Print only the line with "Where can the tree trunk" and the lines after it, ending with the last line of the material, each exactly as it stands.

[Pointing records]
>> start

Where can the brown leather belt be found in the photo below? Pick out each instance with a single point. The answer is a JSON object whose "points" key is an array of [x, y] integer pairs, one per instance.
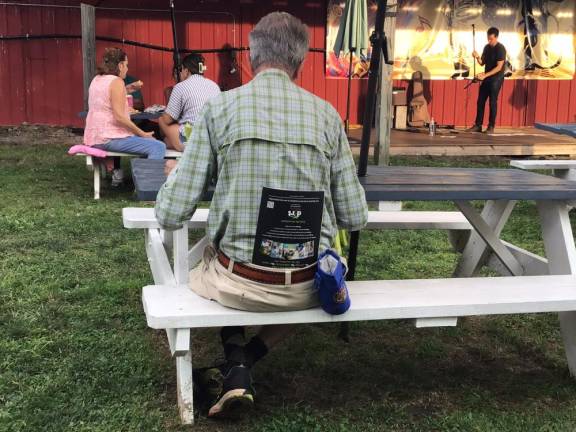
{"points": [[265, 276]]}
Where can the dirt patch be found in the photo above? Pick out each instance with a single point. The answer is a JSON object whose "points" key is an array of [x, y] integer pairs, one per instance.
{"points": [[39, 135]]}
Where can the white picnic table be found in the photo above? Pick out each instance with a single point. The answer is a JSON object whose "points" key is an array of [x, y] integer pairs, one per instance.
{"points": [[540, 284], [97, 165]]}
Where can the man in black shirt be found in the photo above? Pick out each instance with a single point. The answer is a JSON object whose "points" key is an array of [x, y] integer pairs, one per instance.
{"points": [[493, 58]]}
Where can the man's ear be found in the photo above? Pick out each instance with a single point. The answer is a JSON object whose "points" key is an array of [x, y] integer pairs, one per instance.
{"points": [[297, 72]]}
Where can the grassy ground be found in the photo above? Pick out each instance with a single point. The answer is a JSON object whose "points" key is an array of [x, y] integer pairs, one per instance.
{"points": [[76, 355]]}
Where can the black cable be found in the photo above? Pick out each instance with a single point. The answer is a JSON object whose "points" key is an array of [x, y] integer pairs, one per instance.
{"points": [[131, 42]]}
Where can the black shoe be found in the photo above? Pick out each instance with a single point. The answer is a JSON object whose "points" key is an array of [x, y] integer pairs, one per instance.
{"points": [[474, 128], [208, 384], [237, 395]]}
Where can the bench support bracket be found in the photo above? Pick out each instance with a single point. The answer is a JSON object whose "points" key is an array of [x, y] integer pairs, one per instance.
{"points": [[561, 254]]}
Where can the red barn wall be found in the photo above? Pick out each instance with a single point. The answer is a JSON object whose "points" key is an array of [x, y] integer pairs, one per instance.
{"points": [[41, 80]]}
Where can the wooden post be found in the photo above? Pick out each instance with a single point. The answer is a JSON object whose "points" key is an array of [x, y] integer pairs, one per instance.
{"points": [[386, 111], [88, 19]]}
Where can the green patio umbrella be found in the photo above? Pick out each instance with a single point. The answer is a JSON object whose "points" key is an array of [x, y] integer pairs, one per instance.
{"points": [[352, 38]]}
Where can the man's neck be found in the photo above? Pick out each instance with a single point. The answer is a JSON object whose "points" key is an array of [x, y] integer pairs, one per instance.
{"points": [[265, 68]]}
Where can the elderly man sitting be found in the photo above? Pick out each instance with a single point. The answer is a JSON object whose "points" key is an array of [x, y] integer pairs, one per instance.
{"points": [[269, 133]]}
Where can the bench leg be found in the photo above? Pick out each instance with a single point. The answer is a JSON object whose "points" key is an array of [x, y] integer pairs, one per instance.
{"points": [[495, 214], [96, 174], [185, 387], [561, 254]]}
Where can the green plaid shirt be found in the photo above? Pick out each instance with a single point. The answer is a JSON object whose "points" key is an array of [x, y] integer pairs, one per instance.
{"points": [[267, 133]]}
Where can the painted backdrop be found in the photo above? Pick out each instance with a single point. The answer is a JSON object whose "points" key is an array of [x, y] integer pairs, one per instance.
{"points": [[436, 37]]}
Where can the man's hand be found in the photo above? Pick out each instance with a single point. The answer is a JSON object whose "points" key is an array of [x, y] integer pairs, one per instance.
{"points": [[147, 135], [169, 166]]}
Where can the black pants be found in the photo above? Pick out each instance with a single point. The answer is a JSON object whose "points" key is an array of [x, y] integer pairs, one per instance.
{"points": [[489, 89]]}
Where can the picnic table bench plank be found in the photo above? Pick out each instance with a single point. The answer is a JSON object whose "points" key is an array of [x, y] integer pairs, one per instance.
{"points": [[176, 307]]}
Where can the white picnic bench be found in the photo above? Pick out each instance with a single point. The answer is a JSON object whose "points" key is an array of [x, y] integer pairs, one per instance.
{"points": [[98, 167], [171, 305]]}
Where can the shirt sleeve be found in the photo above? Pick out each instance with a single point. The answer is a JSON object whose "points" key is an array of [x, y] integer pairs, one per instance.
{"points": [[174, 108], [348, 195], [187, 183]]}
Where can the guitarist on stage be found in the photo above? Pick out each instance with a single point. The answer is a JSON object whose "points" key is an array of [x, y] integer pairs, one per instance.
{"points": [[493, 58]]}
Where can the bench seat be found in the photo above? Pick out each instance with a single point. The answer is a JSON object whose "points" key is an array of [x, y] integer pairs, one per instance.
{"points": [[97, 165], [138, 217], [179, 307]]}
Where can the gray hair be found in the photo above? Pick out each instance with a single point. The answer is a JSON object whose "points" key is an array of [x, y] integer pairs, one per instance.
{"points": [[279, 40]]}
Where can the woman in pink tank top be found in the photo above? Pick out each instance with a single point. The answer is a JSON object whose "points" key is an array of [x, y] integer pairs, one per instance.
{"points": [[108, 124]]}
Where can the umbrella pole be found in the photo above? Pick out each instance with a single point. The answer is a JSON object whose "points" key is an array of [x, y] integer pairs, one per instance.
{"points": [[377, 40], [176, 55], [347, 122]]}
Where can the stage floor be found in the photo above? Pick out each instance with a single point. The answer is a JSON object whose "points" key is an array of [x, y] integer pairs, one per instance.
{"points": [[505, 142]]}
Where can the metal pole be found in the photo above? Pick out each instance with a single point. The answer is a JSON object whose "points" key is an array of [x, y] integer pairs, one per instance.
{"points": [[474, 49], [377, 39], [350, 34], [176, 55]]}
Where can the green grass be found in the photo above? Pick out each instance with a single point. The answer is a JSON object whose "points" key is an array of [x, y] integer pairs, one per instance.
{"points": [[76, 355]]}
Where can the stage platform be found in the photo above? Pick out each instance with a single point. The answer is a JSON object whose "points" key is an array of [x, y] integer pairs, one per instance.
{"points": [[505, 142]]}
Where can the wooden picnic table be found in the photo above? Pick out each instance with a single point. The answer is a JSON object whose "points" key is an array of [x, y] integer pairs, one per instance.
{"points": [[538, 285]]}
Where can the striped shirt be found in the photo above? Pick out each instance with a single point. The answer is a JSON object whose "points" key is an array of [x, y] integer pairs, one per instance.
{"points": [[267, 133], [188, 97]]}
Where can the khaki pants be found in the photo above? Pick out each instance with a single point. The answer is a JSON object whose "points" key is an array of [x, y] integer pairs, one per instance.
{"points": [[213, 281]]}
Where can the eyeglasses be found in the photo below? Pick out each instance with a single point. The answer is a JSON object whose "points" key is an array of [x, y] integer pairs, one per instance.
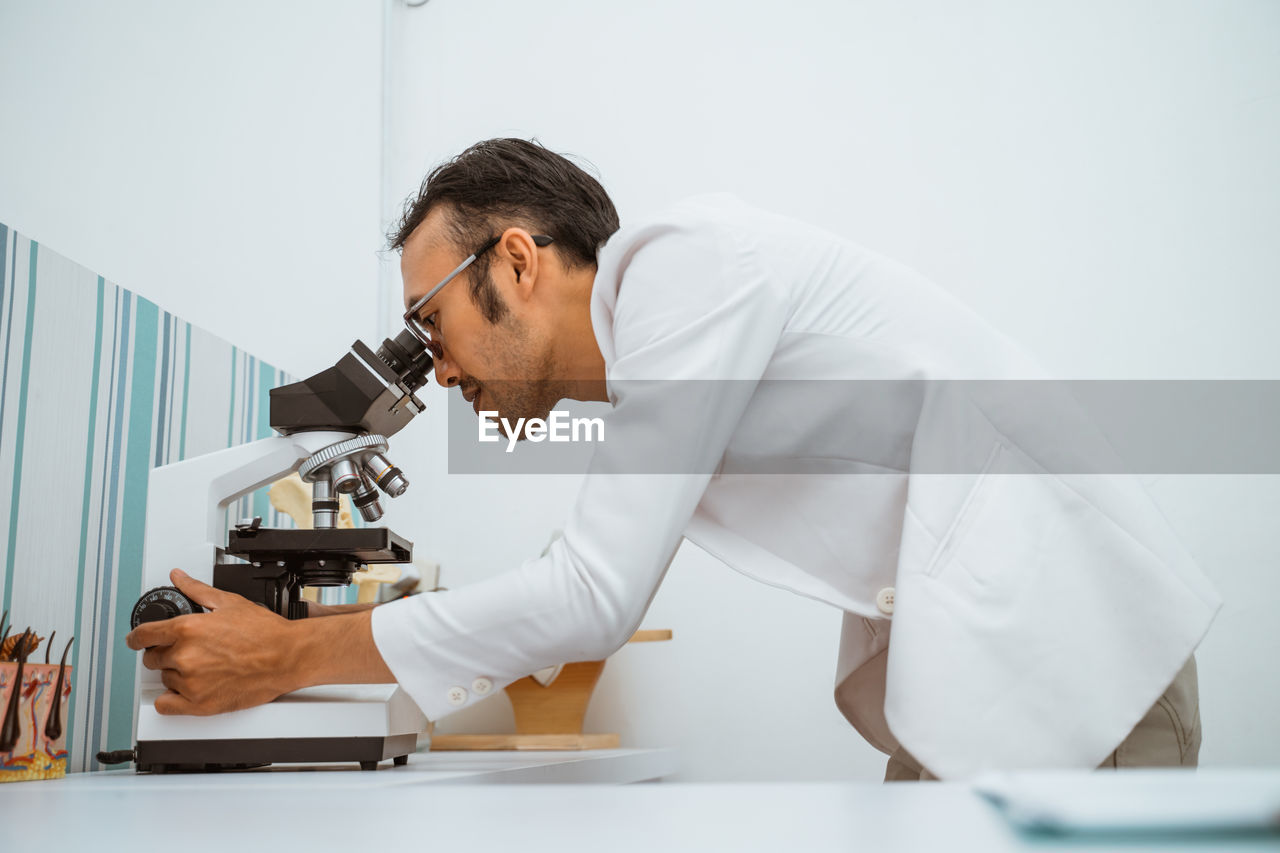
{"points": [[411, 316]]}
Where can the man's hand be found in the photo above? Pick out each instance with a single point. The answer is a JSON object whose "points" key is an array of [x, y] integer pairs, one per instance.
{"points": [[232, 657], [240, 655]]}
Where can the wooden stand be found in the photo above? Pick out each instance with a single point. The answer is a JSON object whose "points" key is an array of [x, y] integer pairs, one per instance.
{"points": [[549, 717]]}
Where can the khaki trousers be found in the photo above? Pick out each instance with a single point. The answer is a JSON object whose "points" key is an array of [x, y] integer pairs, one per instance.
{"points": [[1168, 737]]}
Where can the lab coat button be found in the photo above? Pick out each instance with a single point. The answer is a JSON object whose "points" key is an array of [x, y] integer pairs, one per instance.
{"points": [[885, 601]]}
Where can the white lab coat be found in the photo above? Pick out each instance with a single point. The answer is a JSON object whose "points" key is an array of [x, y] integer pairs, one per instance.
{"points": [[1036, 617]]}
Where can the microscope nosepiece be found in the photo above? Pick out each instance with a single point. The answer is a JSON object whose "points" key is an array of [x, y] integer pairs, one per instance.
{"points": [[346, 478], [366, 501], [388, 478]]}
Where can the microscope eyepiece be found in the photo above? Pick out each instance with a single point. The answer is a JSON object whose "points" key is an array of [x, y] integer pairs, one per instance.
{"points": [[407, 356]]}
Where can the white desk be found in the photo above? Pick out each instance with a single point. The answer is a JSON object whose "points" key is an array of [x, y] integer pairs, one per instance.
{"points": [[400, 810]]}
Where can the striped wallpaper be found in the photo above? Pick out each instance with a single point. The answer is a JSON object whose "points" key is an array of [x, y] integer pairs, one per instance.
{"points": [[96, 387]]}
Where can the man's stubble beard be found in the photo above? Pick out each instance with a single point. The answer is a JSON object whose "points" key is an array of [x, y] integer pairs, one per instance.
{"points": [[520, 354]]}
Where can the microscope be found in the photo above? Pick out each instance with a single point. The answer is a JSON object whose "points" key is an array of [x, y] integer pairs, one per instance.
{"points": [[333, 430]]}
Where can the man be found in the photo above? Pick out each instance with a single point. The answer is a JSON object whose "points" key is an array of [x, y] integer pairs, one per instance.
{"points": [[781, 397]]}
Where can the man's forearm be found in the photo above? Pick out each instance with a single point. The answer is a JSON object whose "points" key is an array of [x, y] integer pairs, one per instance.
{"points": [[336, 649]]}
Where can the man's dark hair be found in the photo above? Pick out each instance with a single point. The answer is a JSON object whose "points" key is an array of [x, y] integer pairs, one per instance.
{"points": [[499, 183]]}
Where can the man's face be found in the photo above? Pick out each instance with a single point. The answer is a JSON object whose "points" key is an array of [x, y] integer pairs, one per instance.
{"points": [[503, 365]]}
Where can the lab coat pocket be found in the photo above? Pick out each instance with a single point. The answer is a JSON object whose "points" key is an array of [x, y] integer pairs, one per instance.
{"points": [[996, 543], [969, 510]]}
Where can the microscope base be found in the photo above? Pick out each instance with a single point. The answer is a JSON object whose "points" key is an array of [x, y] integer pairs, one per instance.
{"points": [[243, 753], [347, 723]]}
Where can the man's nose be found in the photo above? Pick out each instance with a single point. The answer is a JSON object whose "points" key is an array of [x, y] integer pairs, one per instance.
{"points": [[446, 370]]}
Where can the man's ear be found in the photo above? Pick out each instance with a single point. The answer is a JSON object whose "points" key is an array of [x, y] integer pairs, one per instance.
{"points": [[516, 246]]}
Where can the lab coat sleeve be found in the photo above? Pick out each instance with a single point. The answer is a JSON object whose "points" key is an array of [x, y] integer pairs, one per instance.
{"points": [[694, 324]]}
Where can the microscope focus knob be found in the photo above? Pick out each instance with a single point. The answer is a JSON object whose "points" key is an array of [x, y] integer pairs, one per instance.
{"points": [[161, 602]]}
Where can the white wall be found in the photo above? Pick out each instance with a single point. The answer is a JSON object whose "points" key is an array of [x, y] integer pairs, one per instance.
{"points": [[223, 159], [1098, 179]]}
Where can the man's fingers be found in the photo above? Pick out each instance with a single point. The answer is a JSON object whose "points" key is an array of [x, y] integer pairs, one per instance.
{"points": [[172, 702], [200, 592], [173, 680], [159, 657], [147, 634]]}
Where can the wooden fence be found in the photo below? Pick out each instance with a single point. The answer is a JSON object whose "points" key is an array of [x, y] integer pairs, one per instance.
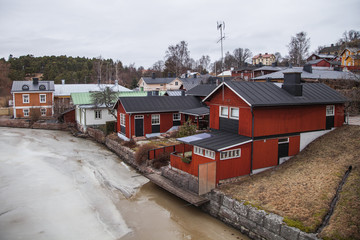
{"points": [[154, 153]]}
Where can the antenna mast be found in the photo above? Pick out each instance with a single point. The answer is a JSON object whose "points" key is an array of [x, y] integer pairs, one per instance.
{"points": [[221, 27]]}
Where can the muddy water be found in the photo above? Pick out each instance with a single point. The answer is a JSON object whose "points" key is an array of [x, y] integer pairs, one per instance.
{"points": [[55, 186]]}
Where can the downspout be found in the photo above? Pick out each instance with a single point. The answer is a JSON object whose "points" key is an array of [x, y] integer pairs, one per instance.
{"points": [[252, 139]]}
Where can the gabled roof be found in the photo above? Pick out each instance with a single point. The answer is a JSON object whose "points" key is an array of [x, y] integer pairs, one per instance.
{"points": [[216, 140], [155, 104], [201, 90], [67, 89], [20, 86], [259, 94], [150, 80]]}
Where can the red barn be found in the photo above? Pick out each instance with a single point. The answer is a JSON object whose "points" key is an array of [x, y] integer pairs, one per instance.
{"points": [[256, 125], [142, 116]]}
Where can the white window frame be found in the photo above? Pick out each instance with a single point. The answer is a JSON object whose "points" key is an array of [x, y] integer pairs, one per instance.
{"points": [[237, 118], [42, 95], [27, 111], [204, 152], [122, 119], [220, 112], [332, 108], [26, 98], [235, 153], [97, 114], [155, 119], [178, 116]]}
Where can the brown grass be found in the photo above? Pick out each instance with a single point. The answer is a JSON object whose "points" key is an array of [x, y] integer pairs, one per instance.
{"points": [[301, 189]]}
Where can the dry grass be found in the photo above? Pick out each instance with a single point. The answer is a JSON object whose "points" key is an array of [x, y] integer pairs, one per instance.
{"points": [[301, 189]]}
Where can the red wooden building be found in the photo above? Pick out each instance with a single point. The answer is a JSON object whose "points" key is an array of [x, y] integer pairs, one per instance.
{"points": [[256, 125], [152, 115]]}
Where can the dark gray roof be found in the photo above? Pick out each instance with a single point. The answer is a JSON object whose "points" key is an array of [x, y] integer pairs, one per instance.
{"points": [[150, 80], [18, 86], [201, 90], [216, 140], [201, 111], [269, 94], [158, 104]]}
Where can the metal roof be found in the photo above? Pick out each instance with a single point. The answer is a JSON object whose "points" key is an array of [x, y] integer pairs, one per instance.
{"points": [[150, 80], [316, 74], [268, 94], [201, 90], [158, 104], [67, 89], [216, 140], [18, 86], [201, 111]]}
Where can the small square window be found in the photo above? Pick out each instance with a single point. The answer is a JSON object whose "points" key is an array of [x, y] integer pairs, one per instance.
{"points": [[224, 112]]}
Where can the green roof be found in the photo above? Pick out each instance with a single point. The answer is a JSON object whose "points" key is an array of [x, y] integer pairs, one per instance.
{"points": [[85, 97]]}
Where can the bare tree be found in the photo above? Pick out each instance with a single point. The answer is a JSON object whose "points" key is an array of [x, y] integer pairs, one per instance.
{"points": [[299, 48], [241, 56]]}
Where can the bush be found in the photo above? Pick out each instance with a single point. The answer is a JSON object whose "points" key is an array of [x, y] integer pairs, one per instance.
{"points": [[187, 129], [129, 144], [162, 160], [141, 154]]}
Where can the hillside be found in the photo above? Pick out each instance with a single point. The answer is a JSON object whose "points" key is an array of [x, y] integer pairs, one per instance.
{"points": [[302, 188]]}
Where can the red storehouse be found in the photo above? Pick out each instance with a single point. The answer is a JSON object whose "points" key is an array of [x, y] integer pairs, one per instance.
{"points": [[257, 125]]}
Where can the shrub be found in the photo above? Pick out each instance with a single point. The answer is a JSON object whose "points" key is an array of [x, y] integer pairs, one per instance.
{"points": [[129, 144], [141, 154], [162, 160], [187, 129]]}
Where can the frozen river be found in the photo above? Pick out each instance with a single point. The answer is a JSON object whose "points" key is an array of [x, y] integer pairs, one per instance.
{"points": [[55, 186]]}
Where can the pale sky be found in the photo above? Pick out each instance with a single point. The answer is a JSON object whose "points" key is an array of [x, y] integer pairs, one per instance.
{"points": [[140, 31]]}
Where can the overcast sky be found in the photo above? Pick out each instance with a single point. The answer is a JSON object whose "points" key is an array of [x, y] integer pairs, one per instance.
{"points": [[140, 31]]}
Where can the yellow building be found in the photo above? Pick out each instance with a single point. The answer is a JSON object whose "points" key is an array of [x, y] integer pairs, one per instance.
{"points": [[350, 57], [266, 59]]}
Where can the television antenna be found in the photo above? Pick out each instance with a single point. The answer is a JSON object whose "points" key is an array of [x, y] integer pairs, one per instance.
{"points": [[221, 27]]}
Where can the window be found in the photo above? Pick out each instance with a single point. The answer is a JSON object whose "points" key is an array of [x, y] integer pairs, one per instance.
{"points": [[26, 98], [330, 110], [97, 114], [176, 117], [224, 112], [155, 119], [234, 113], [122, 119], [42, 98], [204, 152], [236, 153]]}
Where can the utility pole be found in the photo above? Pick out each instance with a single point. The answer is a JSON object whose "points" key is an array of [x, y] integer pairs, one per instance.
{"points": [[221, 27]]}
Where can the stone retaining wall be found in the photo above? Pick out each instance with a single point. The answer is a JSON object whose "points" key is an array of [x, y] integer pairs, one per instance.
{"points": [[182, 179], [255, 223]]}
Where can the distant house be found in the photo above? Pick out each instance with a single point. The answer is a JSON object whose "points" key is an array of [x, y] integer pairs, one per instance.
{"points": [[63, 92], [33, 97], [150, 116], [266, 59], [159, 84], [350, 58], [257, 125]]}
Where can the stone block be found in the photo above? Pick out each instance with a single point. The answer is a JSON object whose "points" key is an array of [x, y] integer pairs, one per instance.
{"points": [[240, 208], [267, 234], [256, 216], [228, 202], [273, 223], [289, 233], [227, 215], [243, 221], [307, 236]]}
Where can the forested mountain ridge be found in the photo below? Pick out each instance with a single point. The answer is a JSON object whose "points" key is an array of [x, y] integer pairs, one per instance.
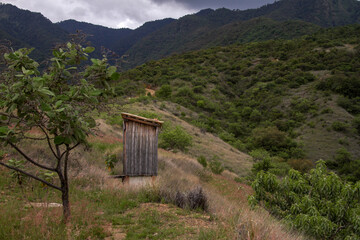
{"points": [[295, 99], [284, 19], [117, 40], [198, 30], [28, 29]]}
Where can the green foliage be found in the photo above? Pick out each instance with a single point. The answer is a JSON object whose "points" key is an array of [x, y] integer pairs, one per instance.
{"points": [[110, 161], [202, 161], [301, 165], [164, 92], [318, 203], [19, 164], [57, 102], [345, 165], [216, 166], [175, 138], [356, 124], [339, 126]]}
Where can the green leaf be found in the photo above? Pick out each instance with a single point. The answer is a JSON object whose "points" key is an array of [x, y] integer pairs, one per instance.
{"points": [[4, 130], [45, 107], [46, 92], [15, 97], [89, 49], [67, 140], [115, 76], [60, 110], [58, 140], [58, 103]]}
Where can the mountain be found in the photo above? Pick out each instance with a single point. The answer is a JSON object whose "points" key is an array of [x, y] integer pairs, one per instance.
{"points": [[297, 99], [223, 26], [285, 19], [28, 29], [99, 36], [192, 34], [118, 40]]}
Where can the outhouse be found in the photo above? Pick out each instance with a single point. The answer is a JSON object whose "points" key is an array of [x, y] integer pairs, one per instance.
{"points": [[140, 152]]}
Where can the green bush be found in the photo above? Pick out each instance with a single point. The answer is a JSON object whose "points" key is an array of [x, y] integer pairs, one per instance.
{"points": [[175, 138], [215, 166], [318, 203], [356, 124], [164, 92], [339, 126], [202, 161]]}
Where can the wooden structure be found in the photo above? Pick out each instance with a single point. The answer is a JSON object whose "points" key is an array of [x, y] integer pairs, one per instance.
{"points": [[140, 146]]}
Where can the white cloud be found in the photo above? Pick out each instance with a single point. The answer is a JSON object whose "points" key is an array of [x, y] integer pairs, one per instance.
{"points": [[121, 13]]}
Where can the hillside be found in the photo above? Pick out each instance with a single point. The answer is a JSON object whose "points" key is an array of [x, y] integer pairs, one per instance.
{"points": [[198, 30], [280, 95], [28, 29], [117, 40], [284, 19], [105, 209]]}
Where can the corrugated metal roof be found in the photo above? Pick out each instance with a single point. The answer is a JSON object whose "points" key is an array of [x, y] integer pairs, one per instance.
{"points": [[139, 119]]}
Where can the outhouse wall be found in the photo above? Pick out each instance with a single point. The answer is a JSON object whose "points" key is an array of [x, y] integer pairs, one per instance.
{"points": [[140, 149]]}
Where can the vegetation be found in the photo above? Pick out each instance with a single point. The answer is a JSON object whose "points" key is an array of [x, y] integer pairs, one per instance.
{"points": [[174, 138], [318, 203], [51, 107], [243, 93]]}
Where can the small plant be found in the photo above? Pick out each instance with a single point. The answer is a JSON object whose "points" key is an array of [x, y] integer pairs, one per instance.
{"points": [[194, 199], [339, 126], [175, 138], [110, 161], [202, 161], [216, 167], [47, 176]]}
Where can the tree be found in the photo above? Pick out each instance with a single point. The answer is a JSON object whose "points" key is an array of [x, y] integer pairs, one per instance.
{"points": [[318, 203], [56, 103]]}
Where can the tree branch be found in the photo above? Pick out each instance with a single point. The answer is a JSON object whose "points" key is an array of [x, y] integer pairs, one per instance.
{"points": [[49, 143], [30, 175], [69, 149], [29, 159]]}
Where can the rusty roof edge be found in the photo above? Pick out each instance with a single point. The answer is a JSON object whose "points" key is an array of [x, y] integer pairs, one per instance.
{"points": [[134, 117]]}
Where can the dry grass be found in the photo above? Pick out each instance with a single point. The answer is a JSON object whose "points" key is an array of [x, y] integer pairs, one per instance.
{"points": [[228, 208], [232, 158]]}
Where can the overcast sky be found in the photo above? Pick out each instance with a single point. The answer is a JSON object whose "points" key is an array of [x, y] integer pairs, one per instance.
{"points": [[126, 13]]}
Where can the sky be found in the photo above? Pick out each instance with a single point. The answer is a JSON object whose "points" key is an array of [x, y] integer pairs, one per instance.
{"points": [[126, 13]]}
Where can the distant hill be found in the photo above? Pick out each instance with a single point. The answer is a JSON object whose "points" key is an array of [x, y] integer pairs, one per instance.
{"points": [[223, 26], [28, 29], [285, 19], [253, 95], [192, 34], [98, 35], [118, 40]]}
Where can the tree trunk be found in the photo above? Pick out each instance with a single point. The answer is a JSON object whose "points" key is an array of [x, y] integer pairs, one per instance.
{"points": [[65, 201]]}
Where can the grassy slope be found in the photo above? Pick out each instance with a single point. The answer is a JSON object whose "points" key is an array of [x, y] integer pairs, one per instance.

>> end

> _Reply_
Where can the tree trunk be found in the photo above? Pick out each instance with a single point. The answer is a JSON object whose "points" key is an array of [x, y] integer pairs, one per instance.
{"points": [[65, 201]]}
Where can the grassy slope be found in the photo above? Pick out each instance with a single point. The answer is a JSON object whose "points" key is an array of [x, y] integer pairs, one per instance.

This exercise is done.